EXERCISE BRIEF:
Please copy every item below word for word, leaving each line unchanged.

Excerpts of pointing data
····················
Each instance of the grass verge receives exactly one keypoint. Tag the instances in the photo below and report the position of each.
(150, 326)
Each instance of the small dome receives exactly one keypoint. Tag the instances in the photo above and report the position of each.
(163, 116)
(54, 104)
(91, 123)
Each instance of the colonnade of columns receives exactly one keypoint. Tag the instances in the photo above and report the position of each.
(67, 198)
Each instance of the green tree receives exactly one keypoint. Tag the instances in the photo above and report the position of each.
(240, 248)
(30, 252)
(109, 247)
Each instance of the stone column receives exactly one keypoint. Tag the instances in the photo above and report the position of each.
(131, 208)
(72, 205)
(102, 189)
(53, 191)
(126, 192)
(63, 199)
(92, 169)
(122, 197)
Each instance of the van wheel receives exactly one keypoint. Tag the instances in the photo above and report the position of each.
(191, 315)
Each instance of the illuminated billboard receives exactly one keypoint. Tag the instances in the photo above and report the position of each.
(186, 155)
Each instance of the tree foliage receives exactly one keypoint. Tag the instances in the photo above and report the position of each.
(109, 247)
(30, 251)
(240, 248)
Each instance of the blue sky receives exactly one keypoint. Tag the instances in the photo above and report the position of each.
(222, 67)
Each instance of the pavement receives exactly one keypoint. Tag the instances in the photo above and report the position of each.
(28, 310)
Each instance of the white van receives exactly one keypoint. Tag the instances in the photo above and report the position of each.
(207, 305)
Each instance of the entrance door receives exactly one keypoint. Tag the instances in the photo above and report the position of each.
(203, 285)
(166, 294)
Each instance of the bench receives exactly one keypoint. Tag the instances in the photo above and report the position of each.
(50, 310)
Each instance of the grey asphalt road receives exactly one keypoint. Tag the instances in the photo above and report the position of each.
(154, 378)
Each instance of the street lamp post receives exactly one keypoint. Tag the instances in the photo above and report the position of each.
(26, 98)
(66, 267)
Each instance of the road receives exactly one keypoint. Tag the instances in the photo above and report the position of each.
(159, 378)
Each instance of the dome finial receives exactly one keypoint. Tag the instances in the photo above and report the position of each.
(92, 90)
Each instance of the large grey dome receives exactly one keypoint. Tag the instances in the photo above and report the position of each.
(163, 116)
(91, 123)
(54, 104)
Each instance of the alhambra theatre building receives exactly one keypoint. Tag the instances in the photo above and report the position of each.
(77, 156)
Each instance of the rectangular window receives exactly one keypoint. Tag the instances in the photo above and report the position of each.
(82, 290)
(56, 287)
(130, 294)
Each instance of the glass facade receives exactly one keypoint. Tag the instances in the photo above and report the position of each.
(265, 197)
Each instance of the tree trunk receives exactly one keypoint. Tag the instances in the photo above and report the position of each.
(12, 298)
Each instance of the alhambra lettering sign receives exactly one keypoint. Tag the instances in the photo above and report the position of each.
····················
ANSWER TO THE EXERCISE:
Each instance of the grass verge receives exactly one keypoint. Tag the instances in the photo below and report the position of each.
(150, 326)
Each instance of the small dome receives exactly one keypoint. Tag the instances in the photo above and report the position of each.
(163, 116)
(54, 104)
(91, 123)
Each instance of the colonnade of columns receives exactly one keypoint. Tag the instances in the photo above and report the position of each.
(67, 198)
Each instance of the green tree receives exactly one keypoint. Tag the instances in the photo above and report the position of each.
(240, 248)
(30, 252)
(109, 247)
Each instance of the stone column receives exactly one keypoint. Tag the instances in the photo above and report the position of each.
(131, 208)
(72, 205)
(102, 189)
(53, 191)
(126, 192)
(63, 199)
(92, 169)
(122, 197)
Each instance of the van wheel receives exactly one keypoint. Tag the instances in the photo above and report the position of each.
(191, 315)
Each instance of the illuminated billboard receives exactly one keypoint. Tag the instances in the photo above and report the position of each.
(186, 155)
Each instance of the tree foliage receives exactly one keypoint. Tag the instances in the photo above and report the position of each.
(109, 247)
(30, 251)
(240, 248)
Each instance of the blue sky receives exactly one keypoint. Tag the instances in the photo above and report the position of each.
(222, 67)
Each instance of the pavement receives exactly one keypoint. Tag the instances in the photo above and report the position of each.
(28, 310)
Each instance of the white van receives exactly one keypoint. Tag the instances in the photo above and report the position of each.
(207, 305)
Each instance of the entrance door receives exactly one keypoint. Tag the instances in the photo above and report the position of each.
(203, 285)
(166, 294)
Each instance of the bench receives exactly one keypoint. Tag the instances in the photo above and report the position of each.
(50, 310)
Each instance of the grey asphalt road receives exactly one keypoint. Tag the instances in the photo above and report the position of each.
(154, 378)
Each instance of the street lamp post receives exactly one keypoint. Tag the instances in the photo above and report the position of each.
(26, 98)
(66, 267)
Each instance of the road receives exactly one keypoint. Tag the instances in the photo above and report the position of each.
(159, 378)
Each instance of the dome finial receives exactly one keypoint. Tag the instances in the photo above and report the position of each.
(92, 90)
Each instance of the large grey dome receives exactly one keypoint. Tag the instances in the photo above and report the position of each.
(163, 116)
(91, 123)
(54, 104)
Each instance of the alhambra theatre building receives exactly one keypoint. Tag the instances in the photo above and report the position of each.
(77, 156)
Each instance of the rectangular window receives exactly one keypoint. Tag the instances in the photo above and report the position of each.
(82, 290)
(56, 287)
(130, 294)
Each instance of the glass facade receives exactly one keypoint. Tag the instances in the photo above and report the position of each.
(265, 197)
Each instance of the tree trunk receives exactly one keypoint. Tag the instances in the photo above and report the position of each.
(12, 298)
Each instance of the alhambra lettering sign receives exactly one keypoint. Tag the instances in the photo above and report the position of each.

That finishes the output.